→ REQUISITOS DO EXERCÍCIO
a) Transcreve do texto sobre o silêncio o trecho entre "5. A Semana" e "semente de Vida.", inclusive.
b) Segundo o texto sobre o silêncio, porque é que "Urge, por isso, criar as condições" para que as celebrações tenham qualidade de silêncio? Explica em uma a três frases.

→ PÁGINA
· · · ·

Quem gosta do silêncio? Como podemos caraterizar o silêncio? Haverá etapas de silêncio, no dia-a-dia e na maturação da vida? Será pedagógico e necessário o silêncio? Como podemos criar condições para que haja (ou possa haver) silêncio? O silêncio será, efetivamente, uma linguagem de vida? Haverá diferença entre ‘estar calado’ e ‘sentir o silêncio’? Como entender a distinção entre cultivar o silêncio e ter de estar silenciado? O silêncio exterior não favorece e incentiva o silêncio interior na pessoa? Haverá técnicas para conseguir estar em silêncio, estando só ou com outras pessoas?

 1. Por estes dias o treinador de uma equipa de futebol recusou-se a falar porque o som ambiente do estádio – agora vazio e sem público assistente – estava, segundo ele, demasiado alto, não deixando ouvir nem falar em condições mínimas. Parece ser, hoje, uma corrente de comportamento essa em que as pessoas não conseguem estar num mínimo de silêncio, ao menos exterior: uma tal chinfrineira musical invade tudo e todos, quase questionando quem assim não vive se será normal…

 2. Há desportos e espetáculos onde o silêncio é como que exigido aos que assistem, tal é a concentração subjacente aos intervenientes. Nalguns casos, se houver prevaricadores barulhentos, são como que silenciados pelo resto dos espetadores, tornados, deste modo, como que participantes no espetáculo ou na ação desportiva. Claro que após o cumprimento da façanha – uma boa jogada, uma pega bem-sucedida, uma cantiga melhor executada – se dará uma explosão de aplauso, mas foi preciso guardar silêncio e estar calado para que isso viesse a acontecer…  

 3. Dizem alguns entendidos na matéria que o silêncio com conta-peso-e-medida equilibra a pessoa e fá-la amadurecer. Até as conversas entre as pessoas precisam de espaços de silêncio. Também neste aspeto o que vemos nas televisões e não só – mesmo no dito parlamento – é uma balbúrdia tal de vozes e de conversas que ninguém sabe quem diz o quê. Casos há em que gritaria se torna ofensiva a quem segue os pretensos debates. Temos vindo a crescer na malcriadez que nem feira ou campo de batalha. O pobre silêncio foi exorcizado do convívio social e mesmo do trato político, profissional ou mesmo cultural…

 4. Com o afã das transmissões televisivas, radiofónicas ou de redes sociais das celebrações religiosas foi decrescendo o tempo de silêncio nas mesmas, quase havendo medo dos espaços vazios de não-barulho. Ora, a qualidade de uma celebração não se avalia pelo muito que se diz ou canta, mas pelo que se vive em intensidade, interioridade e contemplação. Urge, por isso, criar as condições para que as celebrações – digo-o do ponto de vista católico – tenham qualidade de silêncio e não seja preciso entreter o não-falar com uma musiquinha de fundo, quando devia ser um espaço preenchido de encontro com Deus em comunhão com os irmãos…pela assembleia reunida. Claro que é preciso saber criar as condições para que haja um silêncio celebrante, desde o tom de voz até às palavras ditas ou caladas, passando pelo contributo musical e de educação de todos para o verdadeiro silêncio…  

 5. A Semana Santa é, por excelência, o tempo do grande silêncio: as palavras calam-se diante do grande mistério de Jesus connosco e para nós. O próprio Jesus emerge em todo o processo da Sua paixão como um homem de silêncio. Até Deus se cala. Assumindo uma dinâmica narrativa, os textos da paixão-morte-ressurreição de Jesus são a maior lição de silêncio em toda a história da Humanidade, reduzindo ao mínimo as palavras e perpassando um silêncio profundo, que não é de morte, mas semente de Vida.

· · · ·

→ DADOS FORNECIDOS
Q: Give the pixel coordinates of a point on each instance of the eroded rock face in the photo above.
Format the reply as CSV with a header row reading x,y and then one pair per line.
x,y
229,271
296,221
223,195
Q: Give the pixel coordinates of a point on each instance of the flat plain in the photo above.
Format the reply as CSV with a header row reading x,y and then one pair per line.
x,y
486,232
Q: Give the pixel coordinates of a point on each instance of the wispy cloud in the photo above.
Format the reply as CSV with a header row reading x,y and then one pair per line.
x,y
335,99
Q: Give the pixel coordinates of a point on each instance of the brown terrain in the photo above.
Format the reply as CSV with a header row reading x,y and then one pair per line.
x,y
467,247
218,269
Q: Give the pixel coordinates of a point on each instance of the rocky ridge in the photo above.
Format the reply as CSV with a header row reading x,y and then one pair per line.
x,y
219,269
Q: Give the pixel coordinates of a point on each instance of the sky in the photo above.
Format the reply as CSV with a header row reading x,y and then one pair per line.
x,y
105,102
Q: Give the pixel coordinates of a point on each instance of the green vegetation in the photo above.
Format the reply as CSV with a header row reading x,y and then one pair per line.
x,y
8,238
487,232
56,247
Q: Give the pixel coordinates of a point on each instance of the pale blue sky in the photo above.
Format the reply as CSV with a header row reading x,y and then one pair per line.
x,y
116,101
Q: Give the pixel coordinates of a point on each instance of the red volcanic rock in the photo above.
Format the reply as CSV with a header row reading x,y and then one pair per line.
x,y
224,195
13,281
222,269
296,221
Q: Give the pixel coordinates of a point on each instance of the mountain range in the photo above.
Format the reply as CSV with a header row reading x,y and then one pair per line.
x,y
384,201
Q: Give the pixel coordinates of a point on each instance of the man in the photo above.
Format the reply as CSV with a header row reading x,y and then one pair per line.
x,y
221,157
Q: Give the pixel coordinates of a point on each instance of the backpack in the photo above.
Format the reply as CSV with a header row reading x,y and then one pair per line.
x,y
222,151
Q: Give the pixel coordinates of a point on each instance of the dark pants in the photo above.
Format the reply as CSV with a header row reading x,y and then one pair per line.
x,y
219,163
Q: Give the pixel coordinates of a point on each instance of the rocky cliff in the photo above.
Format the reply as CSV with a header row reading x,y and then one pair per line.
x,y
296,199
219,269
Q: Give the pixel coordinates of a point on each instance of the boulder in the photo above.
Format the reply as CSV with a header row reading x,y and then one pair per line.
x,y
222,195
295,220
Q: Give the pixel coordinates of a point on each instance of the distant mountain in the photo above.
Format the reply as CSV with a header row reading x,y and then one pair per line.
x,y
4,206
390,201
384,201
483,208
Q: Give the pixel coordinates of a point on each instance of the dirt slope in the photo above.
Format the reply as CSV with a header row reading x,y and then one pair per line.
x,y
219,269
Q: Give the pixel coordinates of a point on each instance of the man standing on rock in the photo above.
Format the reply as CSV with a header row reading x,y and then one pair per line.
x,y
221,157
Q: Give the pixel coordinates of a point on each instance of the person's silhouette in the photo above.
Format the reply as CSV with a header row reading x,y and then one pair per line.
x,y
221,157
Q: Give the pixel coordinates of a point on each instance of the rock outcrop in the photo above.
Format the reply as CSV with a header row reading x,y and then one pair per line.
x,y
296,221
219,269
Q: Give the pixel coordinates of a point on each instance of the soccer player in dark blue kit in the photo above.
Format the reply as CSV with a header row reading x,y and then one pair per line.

· · · ·

→ RESPOSTAS POR TAREFA
a)
5. A Semana Santa é, por excelência, o tempo do grande silêncio: as palavras calam-se diante do grande mistério de Jesus connosco e para nós. O próprio Jesus emerge em todo o processo da Sua paixão como um homem de silêncio. Até Deus se cala. Assumindo uma dinâmica narrativa, os textos da paixão-morte-ressurreição de Jesus são a maior lição de silêncio em toda a história da Humanidade, reduzindo ao mínimo as palavras e perpassando um silêncio profundo, que não é de morte, mas semente de Vida.

b) Porque a qualidade de uma celebração não se avalia pelo muito que se diz ou canta, mas pelo que se vive em intensidade, interioridade e contemplação. Com o afã das transmissões televisivas, radiofónicas ou de redes sociais, o tempo de silêncio nas celebrações foi decrescendo.